* TASK TO COMPLETE *
Leaving out the pictures, output the lines from the one that contains "on the thick" through the end of the material, exactly as they stand.

* EXTRACTED RECORDS *
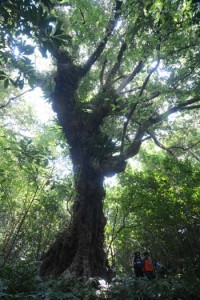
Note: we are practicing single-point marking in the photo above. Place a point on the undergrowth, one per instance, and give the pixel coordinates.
(21, 281)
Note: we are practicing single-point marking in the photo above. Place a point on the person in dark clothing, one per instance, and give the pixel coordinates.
(137, 264)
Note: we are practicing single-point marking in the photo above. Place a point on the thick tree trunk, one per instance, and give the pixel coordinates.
(80, 249)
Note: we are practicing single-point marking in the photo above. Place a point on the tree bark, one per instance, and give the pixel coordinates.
(80, 250)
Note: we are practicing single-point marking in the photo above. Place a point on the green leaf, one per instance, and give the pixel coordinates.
(6, 83)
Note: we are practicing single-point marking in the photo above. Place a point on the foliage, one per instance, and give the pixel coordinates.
(156, 208)
(30, 190)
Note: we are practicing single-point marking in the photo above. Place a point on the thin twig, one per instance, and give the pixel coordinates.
(14, 98)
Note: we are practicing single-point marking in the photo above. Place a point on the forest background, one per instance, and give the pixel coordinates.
(139, 93)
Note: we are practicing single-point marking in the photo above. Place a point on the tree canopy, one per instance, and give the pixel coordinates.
(125, 74)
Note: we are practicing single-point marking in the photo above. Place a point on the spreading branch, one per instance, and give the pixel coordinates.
(14, 98)
(100, 48)
(117, 64)
(128, 79)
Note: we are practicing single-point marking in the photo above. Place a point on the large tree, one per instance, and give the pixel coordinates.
(123, 68)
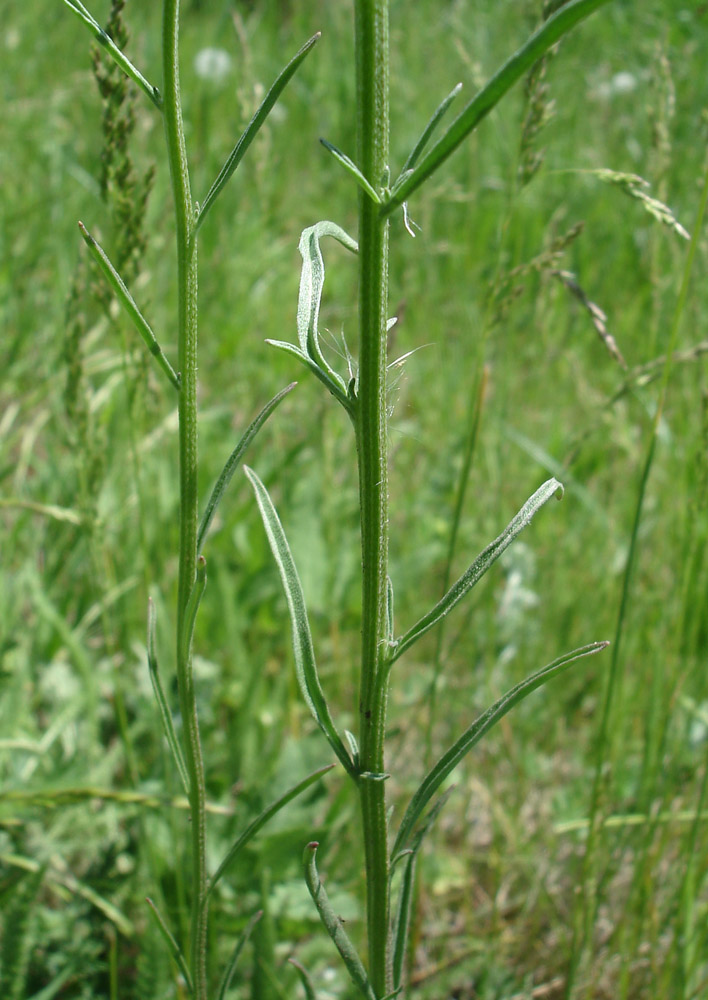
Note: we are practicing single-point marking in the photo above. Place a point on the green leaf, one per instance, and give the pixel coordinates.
(479, 107)
(449, 761)
(106, 42)
(128, 303)
(334, 925)
(253, 127)
(427, 132)
(260, 821)
(165, 713)
(401, 923)
(305, 664)
(351, 168)
(190, 612)
(233, 461)
(479, 567)
(172, 944)
(235, 955)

* EXERCISE OUTPUT *
Note: we are practicing single-point marking in the photo above. Place a point on the thick tree trunk, one per instance, and give the pixel coordinates.
(80, 249)
Note: we are practicing single-point marking in the photo above. Place a point on the tree bark, one per instance, and give the pixel coordinates.
(80, 250)
Note: we are practicing single-point marking in the photo above. Place a point on the green leaf, one per instance, and give the pixel coordinates.
(6, 83)
Note: we are practicing single-point marking in the photo above. Place a point on the foliage, one per instance, and give the pixel coordinates.
(156, 208)
(30, 190)
Note: we are practicing single-point marking in the photo above. Place a point on the thin twig, one per instance, and give the pixel coordinates.
(14, 98)
Note: we are practicing single-point marking in the photo above. Place a point on the forest background, one per instance, and give the pixel coordinates.
(139, 93)
Note: we are practicing single-point marking in the photo above. Place a point on the tree canopy, one per instance, and give the pixel coordinates.
(125, 74)
Note: we are practicing single-point marking in the photo above. Place a point on the spreading branch, one per instance, and give the pixel coordinates.
(14, 98)
(100, 48)
(117, 64)
(128, 79)
Note: we are practicing single-point marking in the photo above. Place a point on the large tree, one per instance, and give the pixel coordinates.
(123, 68)
Note: we are practicing single-point marking in the photo above. Place a point on the green leaf, one per instance, and give the pixel coordinates.
(479, 107)
(449, 761)
(106, 42)
(128, 303)
(334, 925)
(253, 127)
(427, 132)
(260, 821)
(165, 713)
(401, 923)
(305, 664)
(351, 168)
(190, 612)
(233, 461)
(479, 567)
(172, 944)
(235, 955)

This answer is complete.